◆ **Task prompt**
The lines to reproduce run from the first one below to the line containing "Target — square window.", both included. Reproduce them exactly and nothing else.

[Records contained in a dataset]
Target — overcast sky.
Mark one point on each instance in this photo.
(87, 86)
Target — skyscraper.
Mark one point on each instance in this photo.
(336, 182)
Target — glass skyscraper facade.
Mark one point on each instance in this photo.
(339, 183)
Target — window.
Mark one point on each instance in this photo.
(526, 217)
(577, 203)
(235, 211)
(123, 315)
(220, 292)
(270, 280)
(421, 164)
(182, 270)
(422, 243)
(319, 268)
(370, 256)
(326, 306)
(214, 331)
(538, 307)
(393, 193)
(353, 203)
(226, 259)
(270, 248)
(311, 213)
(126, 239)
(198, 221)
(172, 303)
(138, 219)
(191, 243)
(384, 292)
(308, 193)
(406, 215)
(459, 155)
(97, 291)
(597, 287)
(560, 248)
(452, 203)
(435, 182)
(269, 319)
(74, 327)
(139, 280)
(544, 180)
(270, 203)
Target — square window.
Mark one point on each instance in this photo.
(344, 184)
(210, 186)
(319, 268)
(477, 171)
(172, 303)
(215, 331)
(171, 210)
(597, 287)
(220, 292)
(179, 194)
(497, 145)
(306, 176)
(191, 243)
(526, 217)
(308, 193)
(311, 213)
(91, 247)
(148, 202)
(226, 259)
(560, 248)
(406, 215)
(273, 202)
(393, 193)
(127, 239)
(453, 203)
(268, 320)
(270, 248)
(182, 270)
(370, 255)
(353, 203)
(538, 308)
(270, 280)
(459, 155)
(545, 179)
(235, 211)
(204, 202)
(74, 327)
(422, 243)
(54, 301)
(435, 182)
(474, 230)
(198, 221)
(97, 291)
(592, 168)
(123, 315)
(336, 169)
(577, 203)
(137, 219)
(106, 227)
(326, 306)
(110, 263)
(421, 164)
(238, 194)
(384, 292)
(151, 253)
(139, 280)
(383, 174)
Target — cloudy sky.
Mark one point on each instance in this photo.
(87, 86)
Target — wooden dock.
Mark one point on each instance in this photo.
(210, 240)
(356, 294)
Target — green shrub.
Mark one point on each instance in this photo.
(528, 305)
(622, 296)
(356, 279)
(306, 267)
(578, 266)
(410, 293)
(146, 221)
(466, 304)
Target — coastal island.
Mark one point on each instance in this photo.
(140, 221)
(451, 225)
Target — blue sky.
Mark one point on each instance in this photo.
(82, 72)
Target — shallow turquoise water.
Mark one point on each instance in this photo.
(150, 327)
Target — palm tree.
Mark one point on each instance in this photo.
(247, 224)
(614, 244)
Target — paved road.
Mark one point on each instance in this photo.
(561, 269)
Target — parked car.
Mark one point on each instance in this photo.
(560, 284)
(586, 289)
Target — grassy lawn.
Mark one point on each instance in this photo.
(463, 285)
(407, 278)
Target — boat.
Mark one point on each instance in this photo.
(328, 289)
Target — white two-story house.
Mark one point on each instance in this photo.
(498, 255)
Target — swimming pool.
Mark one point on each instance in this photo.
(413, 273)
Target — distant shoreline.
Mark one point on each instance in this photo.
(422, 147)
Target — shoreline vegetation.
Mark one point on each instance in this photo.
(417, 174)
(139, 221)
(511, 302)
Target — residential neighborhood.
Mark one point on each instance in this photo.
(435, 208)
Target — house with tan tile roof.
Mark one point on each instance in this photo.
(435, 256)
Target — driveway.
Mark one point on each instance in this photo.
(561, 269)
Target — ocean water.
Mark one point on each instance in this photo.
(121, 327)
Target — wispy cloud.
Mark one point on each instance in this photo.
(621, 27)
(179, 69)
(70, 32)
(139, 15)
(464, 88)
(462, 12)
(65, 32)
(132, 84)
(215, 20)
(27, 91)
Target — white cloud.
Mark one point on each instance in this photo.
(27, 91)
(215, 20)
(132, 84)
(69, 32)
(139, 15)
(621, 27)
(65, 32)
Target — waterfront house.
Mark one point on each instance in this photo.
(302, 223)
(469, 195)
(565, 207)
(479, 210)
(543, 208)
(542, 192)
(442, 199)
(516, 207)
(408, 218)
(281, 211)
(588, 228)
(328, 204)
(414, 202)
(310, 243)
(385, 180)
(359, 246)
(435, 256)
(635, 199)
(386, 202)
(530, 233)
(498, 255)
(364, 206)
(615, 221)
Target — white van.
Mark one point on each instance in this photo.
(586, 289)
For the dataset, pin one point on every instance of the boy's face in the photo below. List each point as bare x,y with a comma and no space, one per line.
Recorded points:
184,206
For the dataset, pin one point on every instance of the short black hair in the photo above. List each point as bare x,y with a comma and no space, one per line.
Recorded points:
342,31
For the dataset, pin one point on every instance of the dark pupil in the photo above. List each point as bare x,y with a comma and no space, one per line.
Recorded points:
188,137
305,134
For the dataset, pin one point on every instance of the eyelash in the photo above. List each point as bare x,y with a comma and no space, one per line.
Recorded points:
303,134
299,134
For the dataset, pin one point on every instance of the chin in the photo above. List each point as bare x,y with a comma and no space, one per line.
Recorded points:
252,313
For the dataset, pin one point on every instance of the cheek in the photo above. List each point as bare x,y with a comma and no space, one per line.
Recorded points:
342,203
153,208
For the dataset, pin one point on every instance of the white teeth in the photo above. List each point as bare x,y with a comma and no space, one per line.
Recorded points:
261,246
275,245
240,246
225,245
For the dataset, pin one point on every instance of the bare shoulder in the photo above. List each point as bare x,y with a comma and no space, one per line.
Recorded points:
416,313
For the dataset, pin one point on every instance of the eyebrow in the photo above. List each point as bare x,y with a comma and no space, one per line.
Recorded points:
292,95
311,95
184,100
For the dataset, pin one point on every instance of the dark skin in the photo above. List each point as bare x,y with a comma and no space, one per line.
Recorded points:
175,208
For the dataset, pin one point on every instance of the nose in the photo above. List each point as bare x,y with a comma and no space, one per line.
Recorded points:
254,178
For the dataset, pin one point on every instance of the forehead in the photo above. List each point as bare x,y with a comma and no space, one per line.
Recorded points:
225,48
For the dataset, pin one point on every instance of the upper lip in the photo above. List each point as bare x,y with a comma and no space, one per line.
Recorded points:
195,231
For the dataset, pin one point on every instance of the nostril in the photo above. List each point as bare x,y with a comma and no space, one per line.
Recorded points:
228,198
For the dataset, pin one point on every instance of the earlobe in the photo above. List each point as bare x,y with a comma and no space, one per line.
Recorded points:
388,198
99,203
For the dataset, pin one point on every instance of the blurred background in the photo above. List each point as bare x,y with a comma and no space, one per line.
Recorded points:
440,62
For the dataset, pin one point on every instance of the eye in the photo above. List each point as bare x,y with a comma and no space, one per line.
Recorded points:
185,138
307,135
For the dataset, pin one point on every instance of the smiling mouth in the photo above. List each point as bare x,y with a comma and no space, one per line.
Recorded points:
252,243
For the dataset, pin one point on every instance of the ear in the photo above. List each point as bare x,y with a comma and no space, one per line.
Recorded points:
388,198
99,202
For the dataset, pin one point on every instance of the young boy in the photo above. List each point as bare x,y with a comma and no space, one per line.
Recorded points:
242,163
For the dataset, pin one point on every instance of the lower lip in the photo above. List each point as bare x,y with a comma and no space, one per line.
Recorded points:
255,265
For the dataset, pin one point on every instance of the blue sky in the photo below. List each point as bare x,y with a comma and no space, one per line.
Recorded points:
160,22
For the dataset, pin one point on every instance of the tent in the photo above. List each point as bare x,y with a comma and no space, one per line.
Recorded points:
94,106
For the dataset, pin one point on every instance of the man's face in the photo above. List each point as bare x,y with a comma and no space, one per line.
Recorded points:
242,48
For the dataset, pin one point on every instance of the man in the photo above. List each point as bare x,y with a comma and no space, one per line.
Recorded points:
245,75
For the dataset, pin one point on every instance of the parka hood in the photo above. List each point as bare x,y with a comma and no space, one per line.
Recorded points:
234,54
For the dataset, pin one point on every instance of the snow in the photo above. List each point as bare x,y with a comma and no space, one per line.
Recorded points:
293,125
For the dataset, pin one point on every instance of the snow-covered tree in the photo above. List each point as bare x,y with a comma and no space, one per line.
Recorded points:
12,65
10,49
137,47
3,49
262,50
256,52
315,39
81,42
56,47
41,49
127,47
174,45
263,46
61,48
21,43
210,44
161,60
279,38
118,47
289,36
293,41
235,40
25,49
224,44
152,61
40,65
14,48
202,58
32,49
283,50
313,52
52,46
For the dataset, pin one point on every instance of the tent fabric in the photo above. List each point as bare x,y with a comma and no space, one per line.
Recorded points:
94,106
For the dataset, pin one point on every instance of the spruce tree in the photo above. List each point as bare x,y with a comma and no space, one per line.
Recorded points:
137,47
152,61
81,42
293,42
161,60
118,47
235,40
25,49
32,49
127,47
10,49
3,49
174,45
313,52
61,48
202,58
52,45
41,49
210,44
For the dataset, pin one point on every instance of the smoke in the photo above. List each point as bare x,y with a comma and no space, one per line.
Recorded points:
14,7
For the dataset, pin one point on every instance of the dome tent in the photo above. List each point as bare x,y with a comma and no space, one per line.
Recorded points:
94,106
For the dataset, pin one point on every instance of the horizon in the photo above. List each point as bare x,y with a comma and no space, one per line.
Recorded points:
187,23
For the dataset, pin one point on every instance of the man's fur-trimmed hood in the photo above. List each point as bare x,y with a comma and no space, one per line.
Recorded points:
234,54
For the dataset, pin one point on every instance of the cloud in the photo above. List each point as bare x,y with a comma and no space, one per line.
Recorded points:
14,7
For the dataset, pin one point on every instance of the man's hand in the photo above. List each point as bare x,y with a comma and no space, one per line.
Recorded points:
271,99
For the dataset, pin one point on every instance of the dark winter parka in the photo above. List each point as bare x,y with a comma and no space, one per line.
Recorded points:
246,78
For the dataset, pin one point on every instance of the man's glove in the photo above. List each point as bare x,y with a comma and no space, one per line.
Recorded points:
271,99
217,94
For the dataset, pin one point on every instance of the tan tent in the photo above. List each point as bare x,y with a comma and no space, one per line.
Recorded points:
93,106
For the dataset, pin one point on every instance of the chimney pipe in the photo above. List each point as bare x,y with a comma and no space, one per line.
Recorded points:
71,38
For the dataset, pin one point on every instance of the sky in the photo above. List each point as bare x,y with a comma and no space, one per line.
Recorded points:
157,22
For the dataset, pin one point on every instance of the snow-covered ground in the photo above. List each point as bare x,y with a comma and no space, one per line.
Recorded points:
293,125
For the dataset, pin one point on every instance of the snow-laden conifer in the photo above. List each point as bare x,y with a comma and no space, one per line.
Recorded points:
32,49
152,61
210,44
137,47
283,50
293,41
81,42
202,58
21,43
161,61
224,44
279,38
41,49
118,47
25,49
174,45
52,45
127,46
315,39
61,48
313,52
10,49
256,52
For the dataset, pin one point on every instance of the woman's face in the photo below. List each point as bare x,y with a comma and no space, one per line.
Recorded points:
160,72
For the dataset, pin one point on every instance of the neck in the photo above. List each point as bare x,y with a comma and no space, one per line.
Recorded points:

◆ **Worked solution**
Target — overcast sky.
Mark one point on each instance in this photo.
(87, 86)
Target — skyscraper.
Mark one point on each instance in this photo.
(336, 182)
Target — glass skyscraper facade.
Mark one point on each instance in this photo.
(339, 183)
Target — window.
Mark one point on each instance in this photo.
(526, 217)
(577, 203)
(235, 211)
(123, 315)
(220, 292)
(270, 280)
(421, 164)
(182, 270)
(422, 243)
(319, 268)
(370, 256)
(326, 306)
(214, 331)
(538, 307)
(393, 193)
(353, 203)
(226, 259)
(270, 248)
(311, 213)
(126, 239)
(198, 221)
(172, 303)
(138, 219)
(191, 243)
(384, 292)
(308, 193)
(406, 215)
(459, 155)
(97, 291)
(597, 287)
(560, 248)
(452, 203)
(435, 182)
(269, 319)
(74, 327)
(139, 280)
(544, 180)
(270, 203)
Target — square window.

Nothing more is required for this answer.